_Set task 1_
In the text on releasing captive-bred marine and freshwater mammals, how many of the 14 captive-born Florida manatees survived in the wild for at least one year?

Release captive-bred marine and freshwater mammals to re-establish or boost native populations

How is the evidence assessed?
  • Effectiveness
    30%
  • Certainty
    30%
  • Harms
    20%

Source countries

Key messages

  • Two studies evaluated the effects of releasing captive-bred marine and freshwater mammals to re-establish or boost native populations. One study was in the Porto de Pedras estuary (Brazil) and one in water bodies in Florida (USA).

COMMUNITY RESPONSE (0 STUDIES)

POPULATION RESPONSE (2 STUDIES)

  • Survival (2 studies): Two studies in the Porto de Pedras estuary and water bodies in Florida found that two of three Antillean manatees and two of 14 Florida manatees born in captivity and released into the wild survived for at least one year without further intervention.

BEHAVIOUR (0 STUDIES)

About key messages

Key messages provide a descriptive index to studies we have found that test this intervention.

Studies are not directly comparable or of equal value. When making decisions based on this evidence, you should consider factors such as study size, study design, reported metrics and relevance of the study to your situation, rather than simply counting the number of studies that support a particular interpretation.

_Set task 2_
Pick out each line in the records below that contains the string "Target", and copy those lines. The match is case-sensitive.

_Data lines_
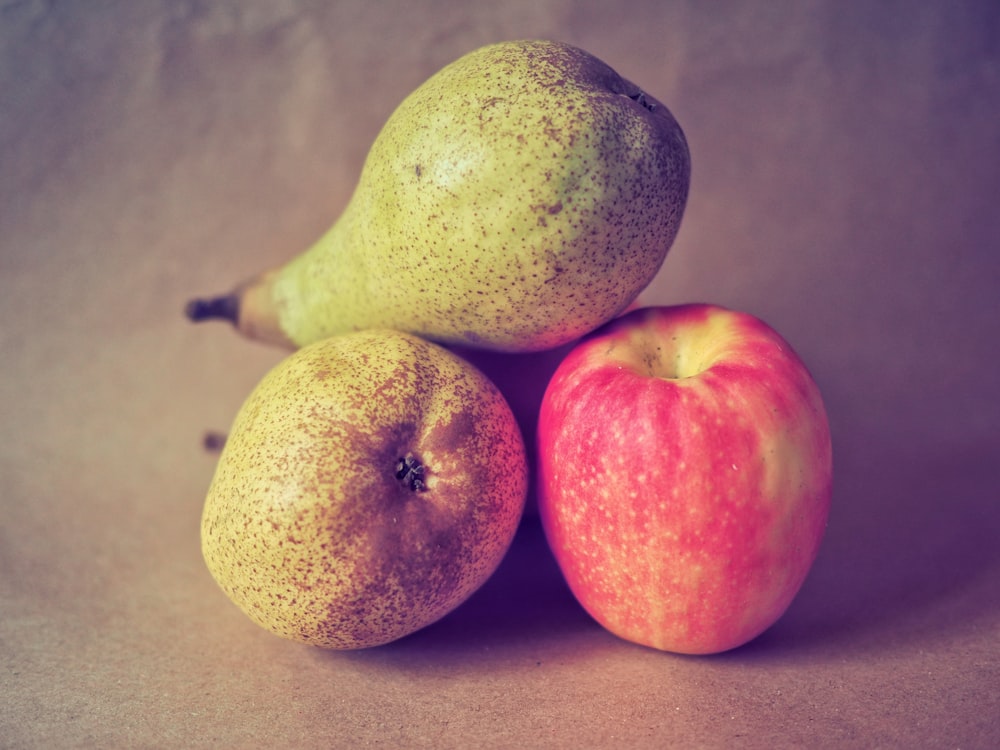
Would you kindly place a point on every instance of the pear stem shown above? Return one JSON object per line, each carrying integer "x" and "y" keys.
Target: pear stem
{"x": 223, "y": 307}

--

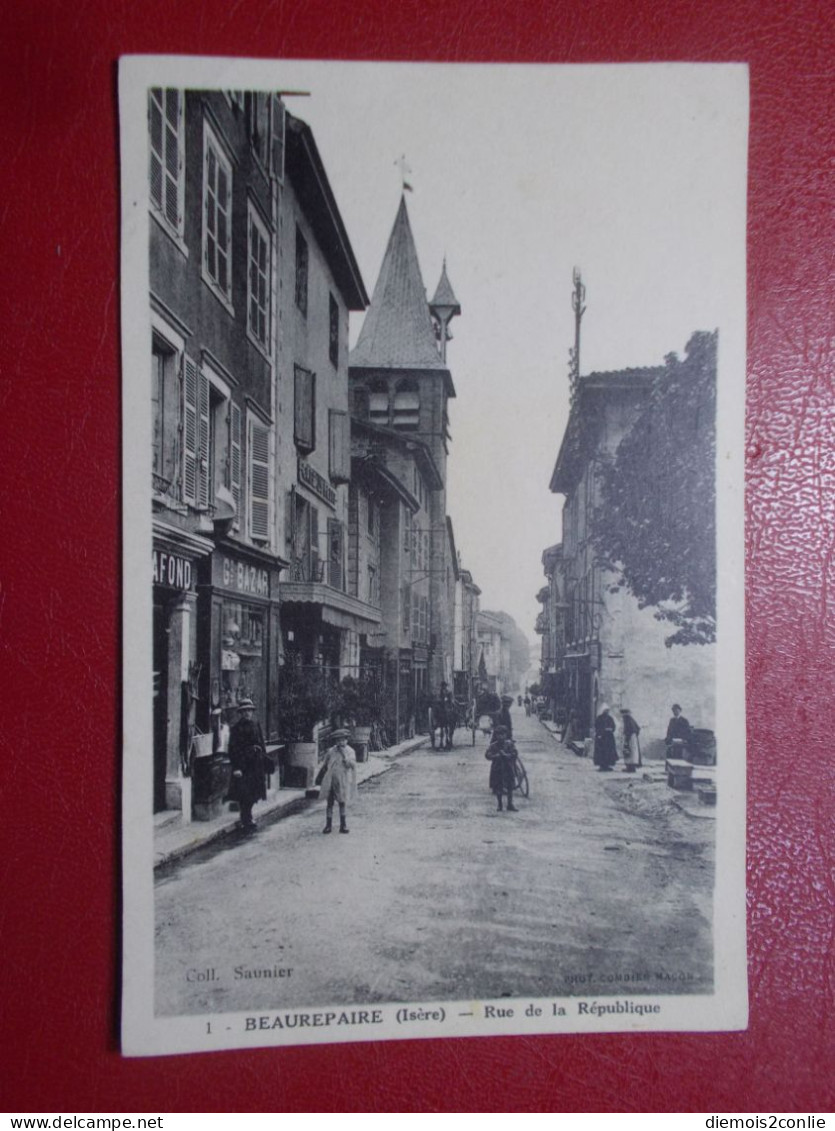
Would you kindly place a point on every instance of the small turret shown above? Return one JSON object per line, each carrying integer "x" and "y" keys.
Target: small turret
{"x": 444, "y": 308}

_Result 1_
Two of the 14.

_Result 2_
Target: pear stem
Target: small turret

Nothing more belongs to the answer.